■ **Task description**
From the data, copy out every line in which the word "tube" appears.

[Natural language region descriptions]
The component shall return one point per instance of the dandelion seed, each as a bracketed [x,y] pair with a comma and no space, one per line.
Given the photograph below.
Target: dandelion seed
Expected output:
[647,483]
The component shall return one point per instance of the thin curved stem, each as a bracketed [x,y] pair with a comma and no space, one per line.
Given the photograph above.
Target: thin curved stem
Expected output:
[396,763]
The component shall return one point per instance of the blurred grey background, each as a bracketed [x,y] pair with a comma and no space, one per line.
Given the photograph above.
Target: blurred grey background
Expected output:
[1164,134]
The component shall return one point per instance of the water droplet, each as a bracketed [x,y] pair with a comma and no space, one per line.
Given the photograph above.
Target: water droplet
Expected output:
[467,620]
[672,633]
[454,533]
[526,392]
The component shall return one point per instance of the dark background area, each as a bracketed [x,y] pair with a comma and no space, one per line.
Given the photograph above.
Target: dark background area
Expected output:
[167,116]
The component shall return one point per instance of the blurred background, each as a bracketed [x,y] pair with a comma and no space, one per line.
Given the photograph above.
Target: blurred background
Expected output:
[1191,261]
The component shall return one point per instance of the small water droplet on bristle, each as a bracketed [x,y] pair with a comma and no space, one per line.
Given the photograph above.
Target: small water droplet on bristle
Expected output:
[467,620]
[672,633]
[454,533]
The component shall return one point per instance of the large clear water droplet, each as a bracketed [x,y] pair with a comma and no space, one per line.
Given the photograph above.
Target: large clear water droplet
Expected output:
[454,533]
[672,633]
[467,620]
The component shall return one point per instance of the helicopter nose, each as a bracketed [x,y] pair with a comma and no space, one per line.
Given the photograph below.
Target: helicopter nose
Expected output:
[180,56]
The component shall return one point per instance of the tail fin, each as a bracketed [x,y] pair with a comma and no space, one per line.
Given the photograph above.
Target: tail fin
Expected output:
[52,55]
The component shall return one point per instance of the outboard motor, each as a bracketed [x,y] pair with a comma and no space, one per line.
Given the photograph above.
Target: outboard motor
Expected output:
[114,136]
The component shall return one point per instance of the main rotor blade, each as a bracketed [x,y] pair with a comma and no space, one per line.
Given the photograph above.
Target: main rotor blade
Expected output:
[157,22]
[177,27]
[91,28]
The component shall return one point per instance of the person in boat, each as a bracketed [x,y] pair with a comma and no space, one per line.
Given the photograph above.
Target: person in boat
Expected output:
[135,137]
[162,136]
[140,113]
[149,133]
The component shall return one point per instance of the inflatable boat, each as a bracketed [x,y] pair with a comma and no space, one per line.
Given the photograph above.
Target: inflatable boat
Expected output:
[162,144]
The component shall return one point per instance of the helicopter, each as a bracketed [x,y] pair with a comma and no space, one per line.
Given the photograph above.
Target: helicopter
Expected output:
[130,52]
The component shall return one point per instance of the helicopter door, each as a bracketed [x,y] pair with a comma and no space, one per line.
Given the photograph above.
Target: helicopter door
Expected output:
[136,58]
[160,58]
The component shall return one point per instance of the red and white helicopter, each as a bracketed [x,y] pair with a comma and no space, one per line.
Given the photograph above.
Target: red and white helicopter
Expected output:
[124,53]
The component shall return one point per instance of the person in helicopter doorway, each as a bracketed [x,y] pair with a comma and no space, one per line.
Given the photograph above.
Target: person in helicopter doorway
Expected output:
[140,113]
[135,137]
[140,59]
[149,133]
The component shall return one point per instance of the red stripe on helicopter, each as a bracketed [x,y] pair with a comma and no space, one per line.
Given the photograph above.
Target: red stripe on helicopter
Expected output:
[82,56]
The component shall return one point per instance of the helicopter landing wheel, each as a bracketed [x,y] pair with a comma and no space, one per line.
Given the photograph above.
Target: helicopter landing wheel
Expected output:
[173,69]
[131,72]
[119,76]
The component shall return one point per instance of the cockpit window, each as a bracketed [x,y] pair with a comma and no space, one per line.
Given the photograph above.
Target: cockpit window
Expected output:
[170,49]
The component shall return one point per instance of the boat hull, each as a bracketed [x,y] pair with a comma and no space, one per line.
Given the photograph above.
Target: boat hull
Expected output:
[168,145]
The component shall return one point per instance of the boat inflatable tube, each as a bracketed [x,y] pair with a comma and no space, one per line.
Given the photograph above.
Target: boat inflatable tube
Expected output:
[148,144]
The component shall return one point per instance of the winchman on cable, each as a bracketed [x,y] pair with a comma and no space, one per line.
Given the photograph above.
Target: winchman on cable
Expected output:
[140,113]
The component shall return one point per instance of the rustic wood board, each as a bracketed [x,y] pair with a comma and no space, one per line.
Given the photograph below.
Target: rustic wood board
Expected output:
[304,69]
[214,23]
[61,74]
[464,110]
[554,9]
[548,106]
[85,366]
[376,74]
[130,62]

■ **Task response**
The component shall return one point per instance of the boat inflatable tube, each as a bracketed [x,y] pair with a comma and no space, one per line.
Target: boat inflatable tube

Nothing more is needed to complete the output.